- _GIVEN PASSAGE_:
════════════════════

Disclosure requirements for US individual holders
US individuals that hold certain specified foreign financial assets, including stock in anon-US corporation, with values in excess of certain thresholds are required to file Form 8938 with their United States Federal Income Tax return. Such Form requires disclosure of information concerning such non-US, including the value of the assets. Failure to file the form when required is subject to penalties. An exemption from reporting applies to non-US assets held through a US financial institution, generally including a non-US branch or subsidiary of a US institution and a US branch of a non-US institution. Investors are encouraged to consult with their own tax advisers regarding the possible application of this disclosure requirement to their investment in the shares.
Taxation on capital gains in the Netherlands
Under the Convention, if you are a US person and you have capital gains on the sale of shares of a Dutch company, these are generally not subject to taxation by the Netherlands. An exception to this rule generally applies if you have a permanent establishment in the Netherlands and the capital gain is derived from the sale of shares which form part of that permanent establishments business property.
United States taxation on capital gains
A US person generally will recognize capital gain or loss for US federal income tax purposes equal to the difference, if any, between the amount realized on the sale and the US persons adjusted tax basis in the shares or NYRSs, in each case as determined in US dollars. US persons should consult their own tax advisers about how to determine the US dollar value of any foreign currency received as proceeds on the sale of shares or NYRSs and the treatment of any foreign currency gain or loss upon conversion of the foreign currency into US dollars. The capital gain or loss recognized on the sale will be long-term capital gain or loss if the US persons holding period in the shares or NYRSs exceeds one year. Non-corporate US persons are subject to tax on long-term capital gain at reduced rates. The deductibility of capital losses is subject to limitations
Succession duty and gift taxes in the Netherlands
Under the Estate and Inheritance Tax Convention between the United States and the Netherlands of 15 July 1969, individual US persons who are not Dutch citizens who have shares will generally not be subject to succession duty in the Netherlands on the individuals death, unless the shares are part of the business property of a permanent establishment situated in the Netherlands.

════════════════════

- _EXERCISE TASK 1_:
Write out the part of the tax passage starting at "Taxation on capital gains in" and ending at "establishments business property.".
- _EXERCISE TASK 2_:
In the tax passage, when is the capital gain or loss recognized on a sale of shares or NYRSs treated as long-term?

════════════════════

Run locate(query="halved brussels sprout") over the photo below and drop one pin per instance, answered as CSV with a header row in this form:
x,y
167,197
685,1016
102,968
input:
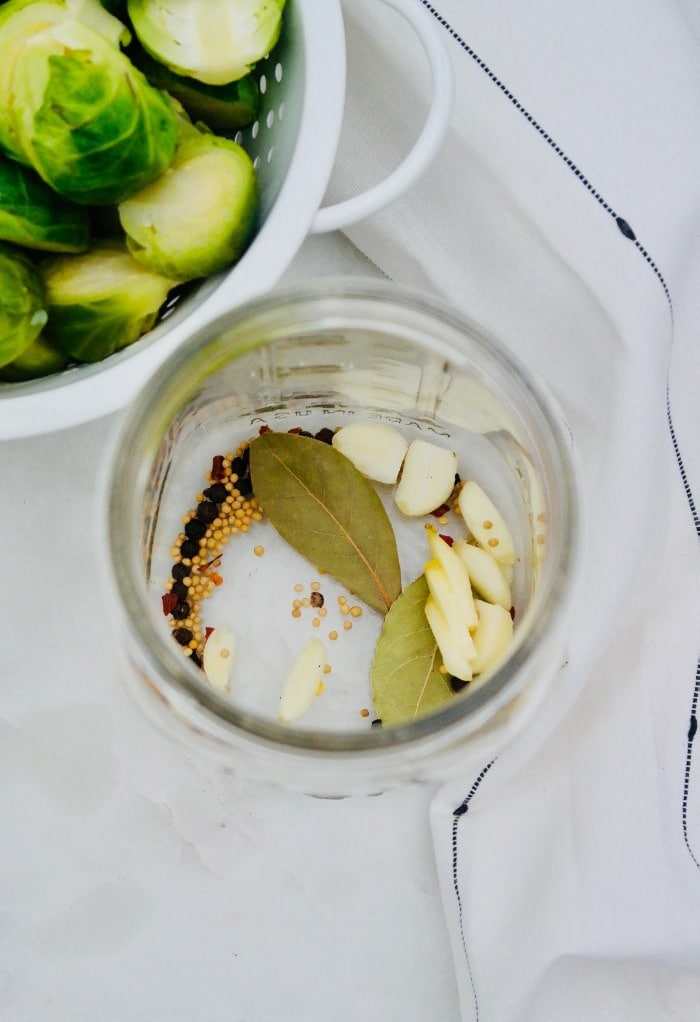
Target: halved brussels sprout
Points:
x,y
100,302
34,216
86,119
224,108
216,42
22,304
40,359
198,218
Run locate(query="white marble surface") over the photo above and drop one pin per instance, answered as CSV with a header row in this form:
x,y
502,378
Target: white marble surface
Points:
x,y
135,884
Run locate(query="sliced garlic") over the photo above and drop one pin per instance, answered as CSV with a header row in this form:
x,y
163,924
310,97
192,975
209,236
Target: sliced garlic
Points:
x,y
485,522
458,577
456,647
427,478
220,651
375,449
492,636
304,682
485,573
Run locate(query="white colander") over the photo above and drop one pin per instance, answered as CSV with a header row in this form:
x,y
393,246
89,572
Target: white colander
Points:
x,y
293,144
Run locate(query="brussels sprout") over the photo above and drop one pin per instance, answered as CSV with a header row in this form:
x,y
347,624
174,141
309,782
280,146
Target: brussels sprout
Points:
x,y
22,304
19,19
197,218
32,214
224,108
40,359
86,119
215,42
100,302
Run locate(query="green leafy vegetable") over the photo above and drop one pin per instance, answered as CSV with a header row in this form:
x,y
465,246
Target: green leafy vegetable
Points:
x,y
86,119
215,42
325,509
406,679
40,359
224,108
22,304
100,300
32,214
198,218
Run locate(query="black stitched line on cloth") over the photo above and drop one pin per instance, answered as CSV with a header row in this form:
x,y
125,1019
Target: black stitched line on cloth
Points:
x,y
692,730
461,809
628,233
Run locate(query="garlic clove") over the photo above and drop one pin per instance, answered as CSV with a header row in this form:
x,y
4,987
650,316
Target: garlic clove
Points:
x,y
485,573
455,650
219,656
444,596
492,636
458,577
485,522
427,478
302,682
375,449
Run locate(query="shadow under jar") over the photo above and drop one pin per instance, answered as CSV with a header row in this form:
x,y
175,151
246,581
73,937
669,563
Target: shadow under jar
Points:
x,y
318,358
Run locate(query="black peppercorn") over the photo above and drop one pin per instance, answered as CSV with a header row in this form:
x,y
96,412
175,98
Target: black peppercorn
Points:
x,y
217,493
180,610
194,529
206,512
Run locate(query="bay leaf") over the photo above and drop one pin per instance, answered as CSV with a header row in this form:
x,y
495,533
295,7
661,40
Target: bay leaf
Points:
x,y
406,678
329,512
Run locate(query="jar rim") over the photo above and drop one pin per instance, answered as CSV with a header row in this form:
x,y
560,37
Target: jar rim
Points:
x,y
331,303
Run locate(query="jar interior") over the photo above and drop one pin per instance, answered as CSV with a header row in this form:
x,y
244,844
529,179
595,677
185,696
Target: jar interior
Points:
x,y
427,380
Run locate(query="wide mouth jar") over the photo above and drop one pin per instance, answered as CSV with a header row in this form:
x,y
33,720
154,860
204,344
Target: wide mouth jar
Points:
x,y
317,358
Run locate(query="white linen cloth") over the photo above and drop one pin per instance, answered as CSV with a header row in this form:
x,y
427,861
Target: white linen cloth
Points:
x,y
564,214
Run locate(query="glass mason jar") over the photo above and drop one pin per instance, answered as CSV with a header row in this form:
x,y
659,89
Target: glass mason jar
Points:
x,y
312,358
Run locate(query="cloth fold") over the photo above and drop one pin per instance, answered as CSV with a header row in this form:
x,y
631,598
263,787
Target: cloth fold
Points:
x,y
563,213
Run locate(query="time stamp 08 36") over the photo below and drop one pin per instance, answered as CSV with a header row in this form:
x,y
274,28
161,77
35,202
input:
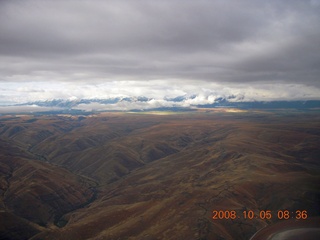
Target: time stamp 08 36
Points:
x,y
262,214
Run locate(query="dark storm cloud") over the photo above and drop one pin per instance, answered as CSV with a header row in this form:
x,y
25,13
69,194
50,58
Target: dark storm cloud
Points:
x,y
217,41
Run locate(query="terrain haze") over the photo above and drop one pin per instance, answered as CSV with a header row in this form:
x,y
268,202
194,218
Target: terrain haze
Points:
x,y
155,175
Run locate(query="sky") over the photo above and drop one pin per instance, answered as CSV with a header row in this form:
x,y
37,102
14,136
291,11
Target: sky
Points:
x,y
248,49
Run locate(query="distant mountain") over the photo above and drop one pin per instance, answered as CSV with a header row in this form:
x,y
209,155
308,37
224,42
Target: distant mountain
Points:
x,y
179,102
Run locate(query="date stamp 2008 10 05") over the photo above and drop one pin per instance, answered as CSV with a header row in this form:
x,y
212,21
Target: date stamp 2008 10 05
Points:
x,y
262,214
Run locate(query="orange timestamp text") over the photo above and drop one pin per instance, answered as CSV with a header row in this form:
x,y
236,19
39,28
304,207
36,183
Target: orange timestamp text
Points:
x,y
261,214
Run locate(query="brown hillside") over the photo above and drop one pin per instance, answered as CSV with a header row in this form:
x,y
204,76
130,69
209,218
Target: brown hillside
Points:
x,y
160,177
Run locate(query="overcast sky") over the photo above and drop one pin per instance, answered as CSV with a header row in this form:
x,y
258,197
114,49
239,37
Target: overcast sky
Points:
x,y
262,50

════════════════════

- _FINISHED ANSWER 1_:
Taxation on capital gains in the Netherlands
Under the Convention, if you are a US person and you have capital gains on the sale of shares of a Dutch company, these are generally not subject to taxation by the Netherlands. An exception to this rule generally applies if you have a permanent establishment in the Netherlands and the capital gain is derived from the sale of shares which form part of that permanent establishments business property.

- _FINISHED ANSWER 2_:
It is long-term if the US person's holding period in the shares or NYRSs exceeds one year.